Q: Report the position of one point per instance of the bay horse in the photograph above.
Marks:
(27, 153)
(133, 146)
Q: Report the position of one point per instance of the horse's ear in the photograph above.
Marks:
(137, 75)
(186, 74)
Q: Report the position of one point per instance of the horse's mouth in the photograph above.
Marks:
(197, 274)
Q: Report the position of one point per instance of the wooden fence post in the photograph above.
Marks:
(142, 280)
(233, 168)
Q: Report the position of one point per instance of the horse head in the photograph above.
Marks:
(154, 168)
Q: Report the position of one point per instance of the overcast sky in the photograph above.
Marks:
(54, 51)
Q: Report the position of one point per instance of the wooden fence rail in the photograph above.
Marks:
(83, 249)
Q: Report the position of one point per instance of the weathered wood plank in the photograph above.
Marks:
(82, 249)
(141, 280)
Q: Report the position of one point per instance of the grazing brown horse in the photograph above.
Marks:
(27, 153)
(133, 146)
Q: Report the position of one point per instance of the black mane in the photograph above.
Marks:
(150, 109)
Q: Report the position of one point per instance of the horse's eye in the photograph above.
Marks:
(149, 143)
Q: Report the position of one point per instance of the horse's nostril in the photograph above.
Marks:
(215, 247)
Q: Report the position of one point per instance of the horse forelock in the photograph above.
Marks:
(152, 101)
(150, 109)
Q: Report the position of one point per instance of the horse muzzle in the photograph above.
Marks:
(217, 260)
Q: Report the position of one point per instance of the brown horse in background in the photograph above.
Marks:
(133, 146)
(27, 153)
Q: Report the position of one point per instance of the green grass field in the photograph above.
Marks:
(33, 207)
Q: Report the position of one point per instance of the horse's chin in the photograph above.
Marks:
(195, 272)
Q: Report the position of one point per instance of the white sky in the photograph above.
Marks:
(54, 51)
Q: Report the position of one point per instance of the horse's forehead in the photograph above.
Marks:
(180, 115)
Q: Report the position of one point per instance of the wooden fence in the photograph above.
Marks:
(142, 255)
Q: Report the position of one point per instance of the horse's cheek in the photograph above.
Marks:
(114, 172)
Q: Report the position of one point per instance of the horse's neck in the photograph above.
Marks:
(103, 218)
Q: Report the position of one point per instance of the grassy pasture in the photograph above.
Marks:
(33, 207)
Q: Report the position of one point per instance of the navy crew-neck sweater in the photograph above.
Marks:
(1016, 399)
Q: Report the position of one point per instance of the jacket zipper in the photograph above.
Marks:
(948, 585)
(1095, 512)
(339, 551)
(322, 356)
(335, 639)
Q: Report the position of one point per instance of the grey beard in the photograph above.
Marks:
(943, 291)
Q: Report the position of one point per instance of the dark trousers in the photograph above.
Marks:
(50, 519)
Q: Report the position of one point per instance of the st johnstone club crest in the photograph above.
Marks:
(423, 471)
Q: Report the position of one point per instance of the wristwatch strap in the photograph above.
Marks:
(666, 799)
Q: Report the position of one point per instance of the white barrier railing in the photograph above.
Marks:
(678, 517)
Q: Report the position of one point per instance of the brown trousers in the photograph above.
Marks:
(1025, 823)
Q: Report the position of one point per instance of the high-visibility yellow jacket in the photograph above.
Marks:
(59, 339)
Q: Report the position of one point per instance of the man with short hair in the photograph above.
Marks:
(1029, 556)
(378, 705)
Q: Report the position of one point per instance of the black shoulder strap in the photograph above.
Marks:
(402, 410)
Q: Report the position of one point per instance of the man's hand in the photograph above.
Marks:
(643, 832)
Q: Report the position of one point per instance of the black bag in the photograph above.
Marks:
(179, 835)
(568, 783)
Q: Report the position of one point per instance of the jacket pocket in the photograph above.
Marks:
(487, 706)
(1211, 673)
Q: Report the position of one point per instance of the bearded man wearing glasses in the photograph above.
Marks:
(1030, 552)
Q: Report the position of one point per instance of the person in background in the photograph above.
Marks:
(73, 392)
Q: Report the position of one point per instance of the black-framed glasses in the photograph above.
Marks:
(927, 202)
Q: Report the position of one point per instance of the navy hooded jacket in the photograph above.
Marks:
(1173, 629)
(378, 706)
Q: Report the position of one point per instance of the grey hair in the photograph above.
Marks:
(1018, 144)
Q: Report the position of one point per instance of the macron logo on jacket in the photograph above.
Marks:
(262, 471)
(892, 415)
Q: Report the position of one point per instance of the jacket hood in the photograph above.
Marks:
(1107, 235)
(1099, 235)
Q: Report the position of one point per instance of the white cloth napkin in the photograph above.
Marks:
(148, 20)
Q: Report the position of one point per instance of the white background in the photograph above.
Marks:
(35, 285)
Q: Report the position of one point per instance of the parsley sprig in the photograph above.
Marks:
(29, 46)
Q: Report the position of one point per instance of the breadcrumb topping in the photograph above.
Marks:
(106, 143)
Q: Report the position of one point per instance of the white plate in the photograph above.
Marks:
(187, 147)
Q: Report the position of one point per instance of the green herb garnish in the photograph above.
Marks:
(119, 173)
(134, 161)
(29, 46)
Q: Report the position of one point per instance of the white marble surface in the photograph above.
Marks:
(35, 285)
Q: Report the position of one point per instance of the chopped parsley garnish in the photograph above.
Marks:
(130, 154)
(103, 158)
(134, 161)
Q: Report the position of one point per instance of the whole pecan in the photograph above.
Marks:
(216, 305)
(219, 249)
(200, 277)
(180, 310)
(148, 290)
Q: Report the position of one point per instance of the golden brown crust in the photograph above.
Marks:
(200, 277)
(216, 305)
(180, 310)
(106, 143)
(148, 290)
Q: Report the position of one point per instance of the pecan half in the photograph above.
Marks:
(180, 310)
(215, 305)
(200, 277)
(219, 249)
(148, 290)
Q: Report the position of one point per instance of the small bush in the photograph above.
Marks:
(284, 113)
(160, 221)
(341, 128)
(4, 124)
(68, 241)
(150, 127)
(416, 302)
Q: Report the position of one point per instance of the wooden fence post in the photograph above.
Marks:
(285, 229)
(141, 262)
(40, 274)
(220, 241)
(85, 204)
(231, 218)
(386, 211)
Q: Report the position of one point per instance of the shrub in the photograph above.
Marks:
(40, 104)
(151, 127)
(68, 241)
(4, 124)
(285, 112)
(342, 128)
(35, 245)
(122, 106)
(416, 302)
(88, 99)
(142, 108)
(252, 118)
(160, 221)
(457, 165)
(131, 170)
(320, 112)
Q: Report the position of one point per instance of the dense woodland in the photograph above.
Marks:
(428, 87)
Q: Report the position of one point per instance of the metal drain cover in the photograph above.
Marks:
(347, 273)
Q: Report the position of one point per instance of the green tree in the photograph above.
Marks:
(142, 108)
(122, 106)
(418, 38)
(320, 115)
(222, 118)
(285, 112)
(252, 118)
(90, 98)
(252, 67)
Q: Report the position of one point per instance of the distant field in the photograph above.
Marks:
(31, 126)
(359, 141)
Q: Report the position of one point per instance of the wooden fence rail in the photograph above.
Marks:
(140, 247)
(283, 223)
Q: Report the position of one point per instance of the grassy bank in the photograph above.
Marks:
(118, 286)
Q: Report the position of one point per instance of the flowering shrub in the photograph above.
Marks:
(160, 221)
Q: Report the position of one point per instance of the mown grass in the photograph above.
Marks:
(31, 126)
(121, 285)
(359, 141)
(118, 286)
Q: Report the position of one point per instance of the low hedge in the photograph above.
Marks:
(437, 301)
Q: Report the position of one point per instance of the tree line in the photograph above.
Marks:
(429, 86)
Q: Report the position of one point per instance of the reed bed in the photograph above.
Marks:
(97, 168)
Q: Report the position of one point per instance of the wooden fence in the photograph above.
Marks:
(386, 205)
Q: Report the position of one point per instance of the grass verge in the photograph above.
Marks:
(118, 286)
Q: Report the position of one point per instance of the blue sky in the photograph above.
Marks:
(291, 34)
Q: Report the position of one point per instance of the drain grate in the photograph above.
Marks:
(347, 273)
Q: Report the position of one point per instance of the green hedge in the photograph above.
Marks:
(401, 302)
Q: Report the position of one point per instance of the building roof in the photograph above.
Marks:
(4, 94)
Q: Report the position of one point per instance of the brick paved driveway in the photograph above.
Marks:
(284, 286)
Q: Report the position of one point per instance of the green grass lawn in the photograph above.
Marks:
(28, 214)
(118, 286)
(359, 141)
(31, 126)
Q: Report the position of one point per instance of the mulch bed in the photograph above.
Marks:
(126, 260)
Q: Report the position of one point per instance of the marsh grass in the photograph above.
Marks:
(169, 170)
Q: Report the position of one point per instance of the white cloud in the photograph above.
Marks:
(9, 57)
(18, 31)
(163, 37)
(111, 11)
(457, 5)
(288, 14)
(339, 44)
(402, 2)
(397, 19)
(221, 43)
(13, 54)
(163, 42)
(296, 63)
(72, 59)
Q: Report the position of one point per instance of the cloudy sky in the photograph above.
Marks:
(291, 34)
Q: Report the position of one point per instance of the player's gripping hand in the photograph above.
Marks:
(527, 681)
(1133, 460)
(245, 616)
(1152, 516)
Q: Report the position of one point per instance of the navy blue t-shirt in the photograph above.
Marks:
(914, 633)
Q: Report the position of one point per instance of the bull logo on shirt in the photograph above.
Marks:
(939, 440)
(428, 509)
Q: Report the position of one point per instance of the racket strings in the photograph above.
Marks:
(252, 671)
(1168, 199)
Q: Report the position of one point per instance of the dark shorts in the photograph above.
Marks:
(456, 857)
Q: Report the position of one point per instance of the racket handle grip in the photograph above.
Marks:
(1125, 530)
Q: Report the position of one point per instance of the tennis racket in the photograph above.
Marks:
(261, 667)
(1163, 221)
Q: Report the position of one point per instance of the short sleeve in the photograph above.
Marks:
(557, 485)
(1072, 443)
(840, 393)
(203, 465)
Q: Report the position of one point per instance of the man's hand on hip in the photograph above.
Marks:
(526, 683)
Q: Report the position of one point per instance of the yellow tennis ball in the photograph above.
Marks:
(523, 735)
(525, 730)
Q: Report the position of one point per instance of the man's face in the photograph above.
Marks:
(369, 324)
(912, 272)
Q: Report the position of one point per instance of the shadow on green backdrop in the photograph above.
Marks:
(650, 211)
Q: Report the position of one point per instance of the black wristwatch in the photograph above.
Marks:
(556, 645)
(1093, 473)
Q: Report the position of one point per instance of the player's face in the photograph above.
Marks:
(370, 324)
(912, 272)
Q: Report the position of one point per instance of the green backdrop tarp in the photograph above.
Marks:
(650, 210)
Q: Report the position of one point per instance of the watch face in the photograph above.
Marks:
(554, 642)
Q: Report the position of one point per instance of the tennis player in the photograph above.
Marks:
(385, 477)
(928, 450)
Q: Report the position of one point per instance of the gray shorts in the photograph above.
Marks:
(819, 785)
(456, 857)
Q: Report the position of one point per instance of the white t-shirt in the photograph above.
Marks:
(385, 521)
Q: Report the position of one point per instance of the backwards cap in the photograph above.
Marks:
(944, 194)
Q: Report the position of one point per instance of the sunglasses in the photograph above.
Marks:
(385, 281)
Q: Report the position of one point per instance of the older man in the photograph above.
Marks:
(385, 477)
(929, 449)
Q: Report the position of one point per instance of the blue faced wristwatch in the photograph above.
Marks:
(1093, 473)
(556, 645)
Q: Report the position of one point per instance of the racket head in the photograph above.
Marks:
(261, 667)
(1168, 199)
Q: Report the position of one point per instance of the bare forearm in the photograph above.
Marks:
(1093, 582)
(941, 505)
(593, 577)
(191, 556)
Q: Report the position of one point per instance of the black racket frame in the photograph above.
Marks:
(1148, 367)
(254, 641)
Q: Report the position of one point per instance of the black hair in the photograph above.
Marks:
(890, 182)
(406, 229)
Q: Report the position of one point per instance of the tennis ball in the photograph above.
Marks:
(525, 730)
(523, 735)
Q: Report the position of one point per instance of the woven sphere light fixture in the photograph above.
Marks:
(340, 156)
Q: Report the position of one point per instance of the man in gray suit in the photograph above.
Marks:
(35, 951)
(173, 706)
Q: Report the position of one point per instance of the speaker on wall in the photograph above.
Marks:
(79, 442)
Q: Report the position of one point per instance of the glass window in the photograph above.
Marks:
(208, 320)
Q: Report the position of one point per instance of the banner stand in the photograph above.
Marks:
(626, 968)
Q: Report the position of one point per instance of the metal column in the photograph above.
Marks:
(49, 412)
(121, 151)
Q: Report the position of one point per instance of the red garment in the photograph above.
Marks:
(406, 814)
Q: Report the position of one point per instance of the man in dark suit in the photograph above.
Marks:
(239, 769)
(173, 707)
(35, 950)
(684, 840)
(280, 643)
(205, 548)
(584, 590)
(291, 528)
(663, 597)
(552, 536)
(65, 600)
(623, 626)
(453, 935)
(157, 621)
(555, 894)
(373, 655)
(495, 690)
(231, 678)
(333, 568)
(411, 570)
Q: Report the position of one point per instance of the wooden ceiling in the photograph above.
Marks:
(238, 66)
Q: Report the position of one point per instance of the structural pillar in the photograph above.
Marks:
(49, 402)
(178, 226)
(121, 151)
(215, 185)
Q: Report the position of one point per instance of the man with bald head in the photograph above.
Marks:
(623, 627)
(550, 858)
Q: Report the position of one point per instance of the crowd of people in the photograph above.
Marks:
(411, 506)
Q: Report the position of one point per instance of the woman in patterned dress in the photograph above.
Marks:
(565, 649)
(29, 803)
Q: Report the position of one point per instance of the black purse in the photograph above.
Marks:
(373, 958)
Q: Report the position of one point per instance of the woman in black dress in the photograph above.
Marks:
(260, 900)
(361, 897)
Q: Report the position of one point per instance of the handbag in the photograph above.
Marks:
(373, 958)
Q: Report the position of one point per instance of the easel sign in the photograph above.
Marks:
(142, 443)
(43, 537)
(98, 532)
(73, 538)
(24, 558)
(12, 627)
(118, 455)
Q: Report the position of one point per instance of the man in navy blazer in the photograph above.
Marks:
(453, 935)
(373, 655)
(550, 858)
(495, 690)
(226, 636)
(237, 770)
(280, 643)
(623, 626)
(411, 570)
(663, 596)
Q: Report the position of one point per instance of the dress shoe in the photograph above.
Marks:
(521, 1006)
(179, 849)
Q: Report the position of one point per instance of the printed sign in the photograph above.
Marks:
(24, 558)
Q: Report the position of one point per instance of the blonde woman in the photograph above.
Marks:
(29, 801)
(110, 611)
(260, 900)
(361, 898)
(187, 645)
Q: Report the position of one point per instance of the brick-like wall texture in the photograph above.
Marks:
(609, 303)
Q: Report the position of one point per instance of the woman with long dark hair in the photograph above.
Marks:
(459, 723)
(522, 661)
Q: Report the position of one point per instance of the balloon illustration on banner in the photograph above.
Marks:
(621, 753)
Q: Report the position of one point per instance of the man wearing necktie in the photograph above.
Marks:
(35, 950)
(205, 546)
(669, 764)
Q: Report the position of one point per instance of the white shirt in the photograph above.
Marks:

# Work to complete
Can you copy out, unchanged, every line from the one containing "shoe in the photograph above." through the end of the records?

# Response below
Q: Report the position of one point per instance of the dress shoe in the photograph above.
Marks:
(521, 1006)
(179, 849)
Q: Report the position of one point per instance of the printed sign in the photograph above.
Marks:
(24, 558)
Q: Report the position of one point per instance of the blonde woman in the photograph above.
Marks:
(29, 801)
(110, 611)
(260, 900)
(361, 898)
(187, 645)
Q: Report the position of one point per instance of the brick-like wall texture in the photograph above.
Marks:
(609, 303)
Q: Report the position of one point per instance of the woman with long dark hair in the photograph above.
Marks:
(459, 723)
(522, 661)
Q: Report the position of one point per instance of the balloon illustration on banner in the photograph above.
Marks:
(621, 753)
Q: Report the position of one point per instance of the man wearing necktie in the photograph above.
Marks:
(35, 950)
(205, 546)
(669, 764)
Q: Report the position of one point per instance of the white shirt in the photograph above.
Marks:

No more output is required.